Start of RECORD LIST
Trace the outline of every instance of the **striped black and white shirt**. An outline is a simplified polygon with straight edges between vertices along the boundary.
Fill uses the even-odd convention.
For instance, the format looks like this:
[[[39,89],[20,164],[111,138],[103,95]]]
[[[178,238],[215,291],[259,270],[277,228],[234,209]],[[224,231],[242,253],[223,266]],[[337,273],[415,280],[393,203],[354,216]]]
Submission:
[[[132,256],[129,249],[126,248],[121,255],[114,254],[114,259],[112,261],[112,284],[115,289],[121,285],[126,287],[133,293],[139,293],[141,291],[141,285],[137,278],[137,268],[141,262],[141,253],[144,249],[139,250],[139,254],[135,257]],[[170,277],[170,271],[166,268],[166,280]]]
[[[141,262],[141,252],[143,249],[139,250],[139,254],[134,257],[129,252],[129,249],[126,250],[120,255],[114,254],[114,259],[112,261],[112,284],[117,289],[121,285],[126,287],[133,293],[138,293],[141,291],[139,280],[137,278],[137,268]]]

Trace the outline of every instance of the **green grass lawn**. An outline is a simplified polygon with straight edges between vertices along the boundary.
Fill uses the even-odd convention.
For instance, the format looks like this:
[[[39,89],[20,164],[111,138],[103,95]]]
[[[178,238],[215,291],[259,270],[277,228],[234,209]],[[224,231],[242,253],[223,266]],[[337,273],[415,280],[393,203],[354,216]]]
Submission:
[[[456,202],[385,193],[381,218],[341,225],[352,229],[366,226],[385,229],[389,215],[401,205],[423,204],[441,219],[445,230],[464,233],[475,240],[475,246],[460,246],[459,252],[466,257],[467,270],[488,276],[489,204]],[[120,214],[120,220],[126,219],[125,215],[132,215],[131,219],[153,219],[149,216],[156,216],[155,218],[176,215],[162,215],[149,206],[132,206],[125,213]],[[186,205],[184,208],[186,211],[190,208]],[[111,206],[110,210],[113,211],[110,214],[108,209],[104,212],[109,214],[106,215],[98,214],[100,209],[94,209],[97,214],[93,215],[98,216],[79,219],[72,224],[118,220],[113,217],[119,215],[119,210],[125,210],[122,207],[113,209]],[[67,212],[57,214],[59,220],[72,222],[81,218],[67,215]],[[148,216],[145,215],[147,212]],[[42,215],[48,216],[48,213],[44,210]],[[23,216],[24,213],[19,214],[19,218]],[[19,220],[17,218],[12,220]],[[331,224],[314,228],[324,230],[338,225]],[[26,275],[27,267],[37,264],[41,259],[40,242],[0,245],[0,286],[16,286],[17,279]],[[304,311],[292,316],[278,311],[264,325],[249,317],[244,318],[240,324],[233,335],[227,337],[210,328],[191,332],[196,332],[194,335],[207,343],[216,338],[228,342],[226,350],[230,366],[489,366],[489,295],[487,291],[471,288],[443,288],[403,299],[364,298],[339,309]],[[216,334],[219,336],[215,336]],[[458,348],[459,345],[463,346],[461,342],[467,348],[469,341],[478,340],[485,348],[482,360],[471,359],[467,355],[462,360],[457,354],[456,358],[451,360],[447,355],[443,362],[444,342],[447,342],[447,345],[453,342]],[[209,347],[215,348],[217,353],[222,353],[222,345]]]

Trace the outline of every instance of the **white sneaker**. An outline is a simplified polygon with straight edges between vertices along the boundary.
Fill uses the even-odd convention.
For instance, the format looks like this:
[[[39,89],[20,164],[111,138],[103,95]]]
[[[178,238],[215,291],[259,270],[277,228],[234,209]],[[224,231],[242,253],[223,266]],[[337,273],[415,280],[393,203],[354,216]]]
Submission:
End of RECORD LIST
Your task is to repeat each line of the material exactly.

Trace the outline of every instance of the **striped black and white shirt**. An outline is a simplified polygon with straight edges between vertices along the boundary.
Fill uses the even-odd convention.
For instance, the format looks like this:
[[[39,89],[20,164],[111,138],[103,95]]]
[[[178,238],[215,291],[259,270],[277,228],[234,209]],[[224,231],[242,253],[223,266]],[[337,273],[415,280],[393,203],[354,216]]]
Submission:
[[[132,256],[129,249],[126,248],[121,255],[114,254],[114,259],[112,261],[112,284],[115,289],[121,285],[126,287],[133,293],[139,293],[141,291],[141,285],[137,278],[137,268],[141,262],[141,253],[144,249],[139,250],[139,254],[135,257]],[[170,277],[170,271],[166,268],[166,280]]]
[[[141,262],[141,252],[143,249],[139,250],[139,254],[134,257],[129,252],[129,249],[126,250],[120,255],[114,254],[114,259],[112,261],[112,284],[117,289],[121,285],[126,287],[133,293],[138,293],[141,291],[139,280],[137,278],[137,268]]]

Trace the outline of every instance of the **green grass lawn**. An outline is a simplified polygon with straight edges between vertices along the boundary.
Fill uses the even-odd convention.
For instance, the format looks like this:
[[[39,89],[20,164],[111,138],[103,95]]]
[[[178,238],[215,291],[259,270],[277,228],[234,209]],[[224,231],[242,253],[223,266]],[[337,273],[415,280],[393,203],[354,216]]]
Submission:
[[[456,202],[385,193],[381,218],[341,225],[352,229],[366,226],[385,229],[389,215],[401,205],[423,204],[441,219],[445,230],[464,233],[475,240],[475,246],[460,246],[459,252],[466,257],[467,270],[488,276],[489,204]],[[120,214],[120,220],[126,219],[125,215],[132,215],[131,219],[153,219],[149,216],[156,216],[155,218],[176,215],[162,215],[149,206],[132,206],[125,213]],[[186,205],[184,208],[186,211],[190,208]],[[111,206],[110,210],[113,211],[110,214],[108,209],[104,212],[109,214],[106,215],[98,214],[100,209],[94,209],[97,214],[93,215],[98,216],[79,219],[72,224],[118,220],[113,217],[119,215],[119,210],[125,210],[122,207],[113,209]],[[67,212],[57,214],[59,220],[72,222],[81,218],[67,215]],[[148,216],[145,215],[147,212]],[[42,215],[48,216],[48,213],[44,210]],[[23,216],[24,213],[19,214],[19,218]],[[19,220],[17,218],[12,220]],[[331,224],[314,228],[324,230],[338,225]],[[26,275],[27,267],[37,264],[41,259],[40,242],[0,245],[0,286],[16,286],[17,279]],[[304,311],[292,316],[278,311],[264,325],[249,317],[244,318],[240,324],[233,335],[227,337],[210,328],[191,332],[196,332],[194,335],[207,343],[216,338],[228,342],[226,350],[230,366],[489,366],[489,295],[487,291],[471,288],[443,288],[403,299],[364,298],[339,309]],[[216,334],[219,336],[215,336]],[[458,348],[459,345],[463,346],[461,342],[467,348],[469,341],[478,340],[485,348],[482,360],[471,359],[467,355],[462,360],[457,354],[456,358],[451,360],[447,355],[443,362],[444,342],[447,342],[447,345],[453,342]],[[209,347],[215,348],[217,353],[222,353],[222,345]]]

Trace the outline of every instance of the **white sneaker**. An outline is a simplified polygon with straight edges between vertices along the boundary.
Fill uses the even-odd convention.
For instance, the format looks like this:
[[[39,89],[20,164],[111,138],[103,95]]]
[[[178,238],[215,291],[259,270],[277,228],[234,209]],[[224,231],[242,253],[223,266]],[[337,273],[415,280],[393,203],[354,216]]]
Submission:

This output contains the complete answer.